Compito assegnato
Restituisci senza alcuna modifica le righe dell'elenco che vanno da quella contenente "car has been boxed. Return all bounding boxes." fino alla fine dell'elenco, estremi compresi.

Record di dati:
● ● ●

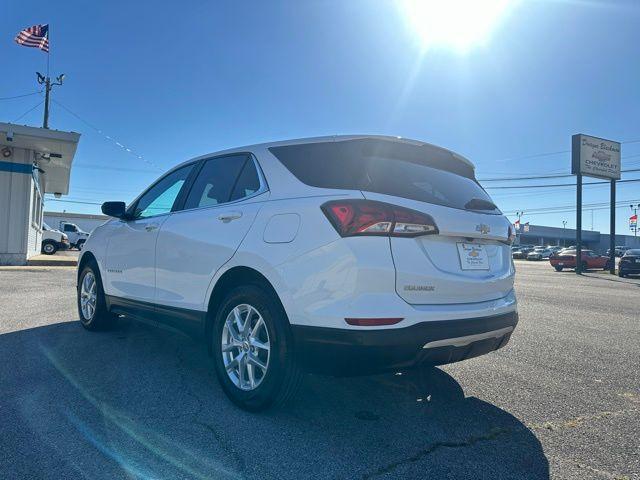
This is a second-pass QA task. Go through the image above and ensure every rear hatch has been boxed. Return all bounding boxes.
[363,192,514,304]
[270,138,514,304]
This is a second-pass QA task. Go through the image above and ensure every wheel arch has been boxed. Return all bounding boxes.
[76,251,102,280]
[203,266,289,353]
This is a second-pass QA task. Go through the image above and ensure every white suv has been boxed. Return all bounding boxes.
[78,136,518,410]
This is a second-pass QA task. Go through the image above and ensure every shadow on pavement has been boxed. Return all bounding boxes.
[0,320,549,479]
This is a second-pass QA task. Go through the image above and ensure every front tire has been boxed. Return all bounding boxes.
[211,285,302,412]
[77,262,116,331]
[42,240,58,255]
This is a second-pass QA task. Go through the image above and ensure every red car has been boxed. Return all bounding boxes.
[549,250,610,272]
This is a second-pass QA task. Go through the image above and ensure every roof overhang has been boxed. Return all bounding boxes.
[0,122,80,195]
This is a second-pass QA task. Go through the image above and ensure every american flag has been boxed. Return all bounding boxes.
[16,24,49,53]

● ● ●

Risposta
This is a second-pass QA task. Go through the image above and ensure every red car has been boxed. Return all bounding boxes.
[549,250,610,272]
This is a second-pass QA task. Go through the image above and ensure every roof overhang has been boxed. Return all bounding boxes.
[0,122,80,195]
This is a second-pass QA task. Go through the image above and ensure every american flag has been boxed. Return all bounding boxes.
[16,24,49,53]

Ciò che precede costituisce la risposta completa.